— Start RECORDS SHOWN —
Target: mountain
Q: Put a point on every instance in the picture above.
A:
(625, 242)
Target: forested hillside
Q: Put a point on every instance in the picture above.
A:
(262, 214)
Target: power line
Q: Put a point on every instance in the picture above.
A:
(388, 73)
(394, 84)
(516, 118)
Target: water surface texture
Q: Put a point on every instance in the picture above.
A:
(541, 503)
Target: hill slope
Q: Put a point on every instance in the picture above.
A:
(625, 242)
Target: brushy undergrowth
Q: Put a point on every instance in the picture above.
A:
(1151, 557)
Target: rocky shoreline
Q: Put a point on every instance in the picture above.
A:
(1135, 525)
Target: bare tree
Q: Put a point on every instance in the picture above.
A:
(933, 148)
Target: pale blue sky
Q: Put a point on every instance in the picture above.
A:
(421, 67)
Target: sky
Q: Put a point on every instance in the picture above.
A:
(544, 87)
— End RECORDS SHOWN —
• [WHAT YOU ARE ASKED TO DO]: Render every line of the material above as a numbered list, omitting any blank lines.

• [TASK RESULT]:
1. Target: mountain
2. Q: Put a point on every instance in the picture above.
3. A:
4. (625, 242)
5. Target: forested hillside
6. Q: Put a point on every instance in the picture above.
7. A:
8. (262, 214)
9. Target: power line
10. Q: Put a point on every instance in the picture above.
11. A:
12. (388, 73)
13. (394, 84)
14. (516, 118)
15. Target: water surface texture
16. Q: Put a point on every instance in the picture above.
17. A:
18. (541, 503)
19. Target: hill slope
20. Q: Put a point on every instance in the picture above.
21. A:
22. (625, 242)
23. Target: brushy undergrowth
24. Q: Put a point on every instance in the picture above.
25. A:
26. (1151, 557)
27. Target: rocky shoreline
28. Q: Put a point on every instance in the picture above.
29. A:
30. (1135, 525)
31. Target: bare tree
32. Q: Put a point on every instance in the picture above.
33. A:
34. (933, 148)
35. Target: pale blue sky
36. Q: Put a point on every instance in the picture above.
37. A:
38. (421, 67)
39. Target: sky
40. Q: Put a point on every instance in the picture above.
41. A:
42. (544, 87)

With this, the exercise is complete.